## The problem
How many lines of the material below contain the string "concrete"? Treat uppercase and lowercase as different, and give only the number.

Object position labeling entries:
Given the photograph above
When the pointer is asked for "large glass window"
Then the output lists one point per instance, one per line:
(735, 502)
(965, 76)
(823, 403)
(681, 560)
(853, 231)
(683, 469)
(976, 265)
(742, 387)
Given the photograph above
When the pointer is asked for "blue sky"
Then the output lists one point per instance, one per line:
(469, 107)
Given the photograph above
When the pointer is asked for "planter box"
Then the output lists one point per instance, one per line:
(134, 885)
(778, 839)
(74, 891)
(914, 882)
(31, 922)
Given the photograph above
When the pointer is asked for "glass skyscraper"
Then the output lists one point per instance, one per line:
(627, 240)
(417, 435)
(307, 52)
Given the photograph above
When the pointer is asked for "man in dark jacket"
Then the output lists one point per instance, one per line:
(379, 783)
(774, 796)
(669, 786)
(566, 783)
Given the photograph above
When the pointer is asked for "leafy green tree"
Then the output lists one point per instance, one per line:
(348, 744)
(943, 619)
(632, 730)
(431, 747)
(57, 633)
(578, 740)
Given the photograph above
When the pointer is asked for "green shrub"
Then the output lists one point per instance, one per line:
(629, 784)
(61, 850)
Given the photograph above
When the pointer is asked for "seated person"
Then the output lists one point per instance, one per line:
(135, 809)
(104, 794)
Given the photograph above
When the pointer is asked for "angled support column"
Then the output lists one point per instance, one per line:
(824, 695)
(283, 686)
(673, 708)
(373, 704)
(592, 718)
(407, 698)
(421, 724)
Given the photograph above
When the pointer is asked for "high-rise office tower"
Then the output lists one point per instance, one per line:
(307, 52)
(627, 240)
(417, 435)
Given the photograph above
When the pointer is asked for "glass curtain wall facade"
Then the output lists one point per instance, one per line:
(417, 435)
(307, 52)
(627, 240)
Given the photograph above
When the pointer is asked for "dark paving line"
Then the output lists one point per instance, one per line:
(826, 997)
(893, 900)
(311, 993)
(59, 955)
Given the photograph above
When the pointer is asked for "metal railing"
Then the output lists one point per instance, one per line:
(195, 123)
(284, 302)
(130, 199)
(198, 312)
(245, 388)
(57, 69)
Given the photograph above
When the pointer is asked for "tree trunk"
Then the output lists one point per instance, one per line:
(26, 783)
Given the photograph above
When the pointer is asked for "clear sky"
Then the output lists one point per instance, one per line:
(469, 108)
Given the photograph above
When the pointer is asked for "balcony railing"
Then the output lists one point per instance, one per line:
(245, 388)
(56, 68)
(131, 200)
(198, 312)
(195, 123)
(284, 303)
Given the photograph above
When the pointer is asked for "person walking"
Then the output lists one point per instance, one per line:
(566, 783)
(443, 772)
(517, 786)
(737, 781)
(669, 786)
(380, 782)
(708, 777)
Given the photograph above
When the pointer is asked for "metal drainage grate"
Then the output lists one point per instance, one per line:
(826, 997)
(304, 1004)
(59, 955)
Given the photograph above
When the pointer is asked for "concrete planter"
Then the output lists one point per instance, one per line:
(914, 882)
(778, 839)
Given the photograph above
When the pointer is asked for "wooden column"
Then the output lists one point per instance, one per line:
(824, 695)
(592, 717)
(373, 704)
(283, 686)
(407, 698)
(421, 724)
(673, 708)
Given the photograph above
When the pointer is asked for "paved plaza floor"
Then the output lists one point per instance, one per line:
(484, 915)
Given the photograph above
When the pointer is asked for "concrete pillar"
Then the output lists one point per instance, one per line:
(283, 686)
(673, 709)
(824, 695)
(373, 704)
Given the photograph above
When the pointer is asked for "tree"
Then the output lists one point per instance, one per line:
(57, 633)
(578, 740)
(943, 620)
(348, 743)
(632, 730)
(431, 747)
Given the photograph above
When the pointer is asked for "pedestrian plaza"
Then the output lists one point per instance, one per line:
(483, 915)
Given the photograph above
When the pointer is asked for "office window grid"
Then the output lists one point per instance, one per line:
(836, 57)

## Result of this task
2